Photo object pointing records:
######

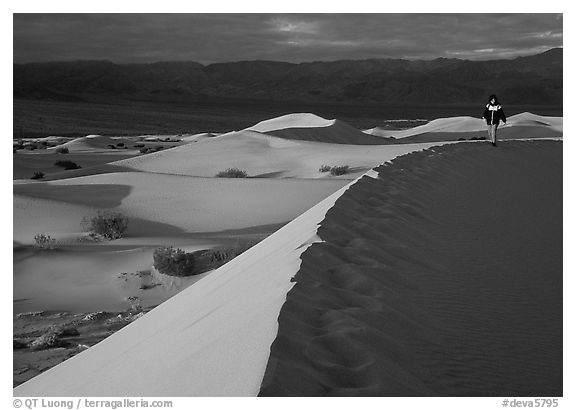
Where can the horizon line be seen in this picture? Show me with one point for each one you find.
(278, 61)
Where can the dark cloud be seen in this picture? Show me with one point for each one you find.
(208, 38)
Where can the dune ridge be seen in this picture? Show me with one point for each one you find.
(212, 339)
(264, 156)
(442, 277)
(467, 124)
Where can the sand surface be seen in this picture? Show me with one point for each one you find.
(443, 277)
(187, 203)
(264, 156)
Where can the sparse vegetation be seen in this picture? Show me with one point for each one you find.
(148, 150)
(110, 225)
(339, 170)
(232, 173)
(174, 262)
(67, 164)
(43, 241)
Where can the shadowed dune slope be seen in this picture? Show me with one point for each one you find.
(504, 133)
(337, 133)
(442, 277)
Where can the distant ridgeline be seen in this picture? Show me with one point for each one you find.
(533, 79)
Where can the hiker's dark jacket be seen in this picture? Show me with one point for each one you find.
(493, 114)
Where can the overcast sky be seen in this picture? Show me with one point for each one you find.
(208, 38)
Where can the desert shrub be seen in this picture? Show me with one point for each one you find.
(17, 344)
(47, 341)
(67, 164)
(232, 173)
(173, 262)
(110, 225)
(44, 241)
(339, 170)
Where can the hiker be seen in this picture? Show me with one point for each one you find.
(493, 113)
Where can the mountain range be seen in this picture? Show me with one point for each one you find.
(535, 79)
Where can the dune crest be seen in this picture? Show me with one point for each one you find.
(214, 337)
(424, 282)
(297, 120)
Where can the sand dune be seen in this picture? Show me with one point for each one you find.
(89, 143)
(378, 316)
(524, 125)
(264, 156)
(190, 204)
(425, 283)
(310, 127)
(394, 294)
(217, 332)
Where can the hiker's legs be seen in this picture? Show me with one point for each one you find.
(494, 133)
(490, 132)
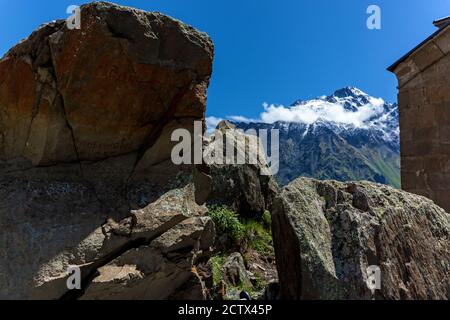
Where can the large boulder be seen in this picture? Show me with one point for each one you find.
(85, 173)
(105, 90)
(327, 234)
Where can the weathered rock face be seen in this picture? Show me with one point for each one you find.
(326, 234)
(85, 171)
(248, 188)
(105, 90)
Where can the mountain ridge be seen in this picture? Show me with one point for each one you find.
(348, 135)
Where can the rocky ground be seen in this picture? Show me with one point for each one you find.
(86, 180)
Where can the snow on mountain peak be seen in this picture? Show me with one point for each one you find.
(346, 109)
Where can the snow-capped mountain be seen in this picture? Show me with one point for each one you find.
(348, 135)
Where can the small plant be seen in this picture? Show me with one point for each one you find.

######

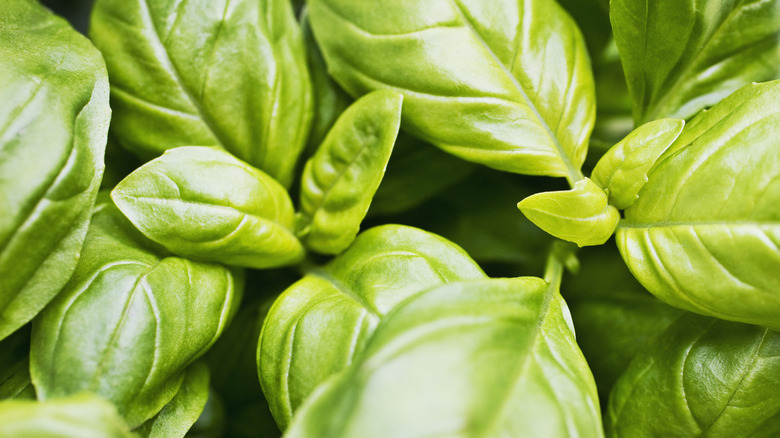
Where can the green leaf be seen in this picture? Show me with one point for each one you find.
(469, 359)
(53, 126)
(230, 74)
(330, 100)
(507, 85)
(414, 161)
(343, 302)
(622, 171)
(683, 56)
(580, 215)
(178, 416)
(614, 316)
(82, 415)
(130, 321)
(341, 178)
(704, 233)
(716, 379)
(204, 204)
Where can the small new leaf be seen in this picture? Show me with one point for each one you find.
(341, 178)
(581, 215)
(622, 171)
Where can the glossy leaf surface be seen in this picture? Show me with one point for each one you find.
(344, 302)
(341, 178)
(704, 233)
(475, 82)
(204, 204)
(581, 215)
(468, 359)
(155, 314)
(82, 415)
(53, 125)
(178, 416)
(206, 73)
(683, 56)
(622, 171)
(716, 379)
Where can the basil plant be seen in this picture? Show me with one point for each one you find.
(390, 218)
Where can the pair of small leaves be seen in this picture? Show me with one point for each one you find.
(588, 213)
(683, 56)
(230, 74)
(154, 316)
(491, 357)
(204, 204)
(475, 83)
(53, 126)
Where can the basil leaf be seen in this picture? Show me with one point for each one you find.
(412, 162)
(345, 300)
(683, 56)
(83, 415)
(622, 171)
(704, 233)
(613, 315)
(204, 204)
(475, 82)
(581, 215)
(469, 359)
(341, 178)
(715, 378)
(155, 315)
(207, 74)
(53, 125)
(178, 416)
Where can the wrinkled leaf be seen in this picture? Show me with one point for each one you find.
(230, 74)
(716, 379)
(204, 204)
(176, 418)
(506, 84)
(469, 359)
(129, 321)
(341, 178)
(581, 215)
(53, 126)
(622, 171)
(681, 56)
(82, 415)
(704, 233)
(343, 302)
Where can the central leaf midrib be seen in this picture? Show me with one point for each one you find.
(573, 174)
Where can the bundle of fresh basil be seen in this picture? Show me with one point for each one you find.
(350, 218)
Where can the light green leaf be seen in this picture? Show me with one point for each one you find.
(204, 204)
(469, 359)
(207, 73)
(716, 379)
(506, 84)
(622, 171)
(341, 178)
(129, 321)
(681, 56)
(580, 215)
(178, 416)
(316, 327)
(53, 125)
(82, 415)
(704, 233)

######

→ **WHAT THE TASK ASKS**:
Return every line of the rows above that contains the word "mountain", copied in full.

→ **ANSWER TO THIS TASK**:
Where can the mountain range be seen in this picture? Show me with one point for each one you find.
Where can the mountain ridge be seen in this picture? Show me with one point for each one you find.
Where can the snow on mountain peak be seen in this picture? Show me with one point for each one you find.
Where can the snow-capped mountain be seen in this picture? Show me with one point for each one you find.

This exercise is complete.